***** Records
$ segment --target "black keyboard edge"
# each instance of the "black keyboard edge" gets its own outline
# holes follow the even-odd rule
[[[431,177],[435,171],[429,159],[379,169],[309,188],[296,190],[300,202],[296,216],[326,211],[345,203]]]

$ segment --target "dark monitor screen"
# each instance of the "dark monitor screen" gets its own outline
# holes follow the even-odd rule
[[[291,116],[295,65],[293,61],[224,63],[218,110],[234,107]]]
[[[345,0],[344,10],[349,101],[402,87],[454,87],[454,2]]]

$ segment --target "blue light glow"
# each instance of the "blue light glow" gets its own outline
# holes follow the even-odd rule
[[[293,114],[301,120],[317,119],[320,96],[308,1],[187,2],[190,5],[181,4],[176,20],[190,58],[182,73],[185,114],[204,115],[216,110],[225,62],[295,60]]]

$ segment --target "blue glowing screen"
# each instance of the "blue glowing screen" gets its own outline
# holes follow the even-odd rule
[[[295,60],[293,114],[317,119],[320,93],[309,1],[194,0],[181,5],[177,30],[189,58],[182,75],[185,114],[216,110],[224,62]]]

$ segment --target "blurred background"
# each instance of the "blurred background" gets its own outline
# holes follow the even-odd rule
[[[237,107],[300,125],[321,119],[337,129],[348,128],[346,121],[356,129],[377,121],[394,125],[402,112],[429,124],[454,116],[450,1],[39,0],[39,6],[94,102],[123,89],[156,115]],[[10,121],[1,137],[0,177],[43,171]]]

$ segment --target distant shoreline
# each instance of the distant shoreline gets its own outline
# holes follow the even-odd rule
**********
◆ **Gegeven opdracht**
Pas de records hierboven aan: vervang overal "even-odd" door "nonzero" en laat al het overige ongewijzigd.

◆ **Antwoord**
$ segment --target "black keyboard edge"
# each instance of the "black keyboard edge" gets its own outline
# holes follow the nonzero rule
[[[431,177],[435,171],[429,159],[379,169],[309,188],[296,190],[300,202],[296,216],[326,211],[345,203]]]

$ segment --target "dark monitor screen"
# each instance of the "dark monitor screen" gets its own outline
# holes follow the nonzero rule
[[[291,116],[295,65],[293,61],[224,63],[218,110],[234,107]]]
[[[345,0],[344,10],[349,101],[402,87],[454,87],[454,2]]]

$ segment --target "blue light glow"
# each instance of the "blue light glow" gets its own outline
# holes follow the nonzero rule
[[[293,114],[301,120],[317,119],[320,96],[308,1],[187,2],[190,5],[181,4],[176,20],[190,58],[182,73],[185,114],[204,115],[216,110],[225,62],[295,60]]]

$ segment --target "blue glowing screen"
# each instance of the "blue glowing screen" gets its own outline
# holes follow the nonzero rule
[[[295,60],[293,114],[317,119],[320,93],[309,1],[194,0],[181,5],[177,30],[189,58],[182,75],[185,114],[216,110],[224,62]]]

$ segment --target "blurred background"
# each instance of the "blurred background" gets its own outline
# holes follow the nonzero rule
[[[237,107],[300,125],[321,119],[337,129],[348,128],[346,121],[356,129],[377,121],[394,125],[402,112],[429,124],[454,116],[450,1],[39,0],[39,6],[94,102],[123,89],[156,115]],[[10,121],[1,137],[0,177],[43,171]]]

$ segment --target distant shoreline
# each instance of the distant shoreline gets its own outline
# holes follow the nonzero rule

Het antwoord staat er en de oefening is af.